■ Aim:
Copy everything from the line containing "task | drop a marker on every instance of the tan" down to the line containing "column 198, row 323", swapping "marker" for "pin" and leaving the rest unchanged.

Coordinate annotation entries
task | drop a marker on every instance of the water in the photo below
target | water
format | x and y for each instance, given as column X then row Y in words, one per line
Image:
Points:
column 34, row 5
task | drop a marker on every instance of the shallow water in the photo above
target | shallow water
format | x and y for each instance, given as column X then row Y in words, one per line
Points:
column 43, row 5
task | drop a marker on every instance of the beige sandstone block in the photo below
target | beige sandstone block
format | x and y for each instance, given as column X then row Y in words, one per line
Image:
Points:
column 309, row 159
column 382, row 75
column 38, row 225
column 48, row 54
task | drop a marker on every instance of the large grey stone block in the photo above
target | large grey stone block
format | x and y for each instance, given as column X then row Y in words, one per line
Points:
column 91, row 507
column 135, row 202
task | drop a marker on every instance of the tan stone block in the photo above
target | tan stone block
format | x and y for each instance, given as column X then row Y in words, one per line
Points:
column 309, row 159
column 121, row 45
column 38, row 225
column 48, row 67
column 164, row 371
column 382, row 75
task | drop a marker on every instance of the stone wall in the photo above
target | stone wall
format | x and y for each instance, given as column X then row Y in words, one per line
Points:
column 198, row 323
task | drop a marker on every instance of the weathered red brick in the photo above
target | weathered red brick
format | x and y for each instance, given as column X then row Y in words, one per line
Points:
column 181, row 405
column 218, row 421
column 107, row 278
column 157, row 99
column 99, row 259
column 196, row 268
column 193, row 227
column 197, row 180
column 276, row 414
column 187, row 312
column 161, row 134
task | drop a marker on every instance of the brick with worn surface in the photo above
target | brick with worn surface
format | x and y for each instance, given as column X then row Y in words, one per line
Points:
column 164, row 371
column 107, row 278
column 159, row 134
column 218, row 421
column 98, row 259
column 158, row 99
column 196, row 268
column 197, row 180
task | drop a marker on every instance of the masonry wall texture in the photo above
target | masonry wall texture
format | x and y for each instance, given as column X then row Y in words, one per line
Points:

■ Task answer:
task | drop a pin on every instance of the tan stone block in the photo above
target | tan stone block
format | x and y for each instance, given as column X then row Y in words, one per line
Points:
column 309, row 159
column 121, row 45
column 38, row 225
column 48, row 67
column 164, row 371
column 382, row 75
task | drop a pin on every instance of the stone wall in the photo above
target | stone wall
format | x and y for each instance, given as column X then row Y in words, one per line
Points:
column 198, row 323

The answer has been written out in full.